* TASK OBJECTIVE *
Each record should be given again exactly as it appears, with no image included.

* MATERIAL FOR THE TASK *

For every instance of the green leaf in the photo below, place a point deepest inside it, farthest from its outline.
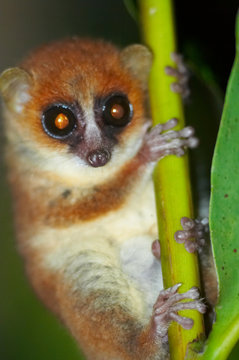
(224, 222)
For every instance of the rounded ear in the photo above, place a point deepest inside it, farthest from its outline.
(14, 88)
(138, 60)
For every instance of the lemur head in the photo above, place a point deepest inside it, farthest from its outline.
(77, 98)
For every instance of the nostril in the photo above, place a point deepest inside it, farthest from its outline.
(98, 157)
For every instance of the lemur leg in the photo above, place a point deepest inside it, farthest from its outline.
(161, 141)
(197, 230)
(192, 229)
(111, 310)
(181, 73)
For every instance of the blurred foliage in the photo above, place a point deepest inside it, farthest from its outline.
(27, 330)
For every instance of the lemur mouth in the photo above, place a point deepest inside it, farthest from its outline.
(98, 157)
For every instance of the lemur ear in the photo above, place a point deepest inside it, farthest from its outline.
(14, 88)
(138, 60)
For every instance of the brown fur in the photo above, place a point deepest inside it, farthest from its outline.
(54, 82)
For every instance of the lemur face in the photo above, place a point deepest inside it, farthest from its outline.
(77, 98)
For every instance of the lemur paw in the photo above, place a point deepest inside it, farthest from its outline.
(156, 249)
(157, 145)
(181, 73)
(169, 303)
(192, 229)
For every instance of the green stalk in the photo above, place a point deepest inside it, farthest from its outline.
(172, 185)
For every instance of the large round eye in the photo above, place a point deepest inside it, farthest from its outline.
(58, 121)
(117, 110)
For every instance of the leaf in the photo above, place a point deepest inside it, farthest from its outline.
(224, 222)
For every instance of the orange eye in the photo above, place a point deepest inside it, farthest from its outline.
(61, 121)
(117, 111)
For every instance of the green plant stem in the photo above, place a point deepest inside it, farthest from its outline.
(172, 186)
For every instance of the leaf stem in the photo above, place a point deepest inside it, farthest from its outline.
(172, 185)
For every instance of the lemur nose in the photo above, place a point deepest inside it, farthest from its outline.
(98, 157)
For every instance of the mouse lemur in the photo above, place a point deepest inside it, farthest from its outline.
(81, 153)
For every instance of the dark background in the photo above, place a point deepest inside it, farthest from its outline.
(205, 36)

* SOLUTION BELOW *
For every instance of the green leaf in the photo below, place a point deepest inside it, farthest from its outline.
(224, 222)
For every instance of the rounded ear in the photo above, place a point deepest inside it, farthest from its outline.
(14, 88)
(138, 60)
For every instance of the lemur head in the photo above, place a point deepest inside it, farthest from its outline.
(77, 98)
For every instance of the nostril in the photo above, place a point deepest inside it, farthest from its outline.
(98, 157)
For every instance of the lemur leg in the photo above, place a point deepest inside it, farthest from its outline.
(161, 141)
(197, 230)
(192, 229)
(111, 310)
(181, 73)
For every instance of the blurred foliage in the photo above, place a point deepest inside it, farthest from its outline.
(27, 330)
For every instance of the lemur mouth in the photo above, place a point deepest inside it, farthest from its outline.
(98, 157)
For every instance of the lemur ear in the photo above, place a point deepest inside it, farthest from its outline.
(14, 88)
(138, 60)
For every instance of the brown fur in the photo above, place a point deepest inside it, farthest from its outline.
(54, 82)
For every instance of the lemur face in the photo above, place a point deepest inside it, farthest from its outline.
(77, 98)
For every instance of the lemur paw in the photo above, place a point deepest inside it, farthest from its outline.
(156, 249)
(157, 145)
(181, 73)
(169, 303)
(192, 229)
For every instance of the green stalk in the photo above, place a point deepest inside it, farthest from its outline.
(172, 185)
For every instance of the large round eye in the photo above, place a point deepest inside it, farthest from its outline.
(58, 121)
(117, 110)
For every instance of the leaf in the photo above, place a point deepest inside it, farthest from its outline.
(224, 222)
For every instance of the orange eye in the photo above, place a point deepest inside it, farthest from its outline.
(61, 121)
(117, 111)
For every instance of the green plant stem in the photo above, place a point deepest inside it, farthest from its outline.
(172, 186)
For every instance of the leaf stem in the photo above, place a point deepest inside it, farthest from its outline.
(172, 185)
For every instance of the lemur nose in the photo above, place a point deepest inside it, farthest from its outline.
(98, 157)
For every instance of the mouse lemur in the photo above, place a point deepest inside it, farthest from its outline.
(81, 153)
For every instance of the dark background in the photo above, place a point deepest inside it, farthest from its outline.
(205, 36)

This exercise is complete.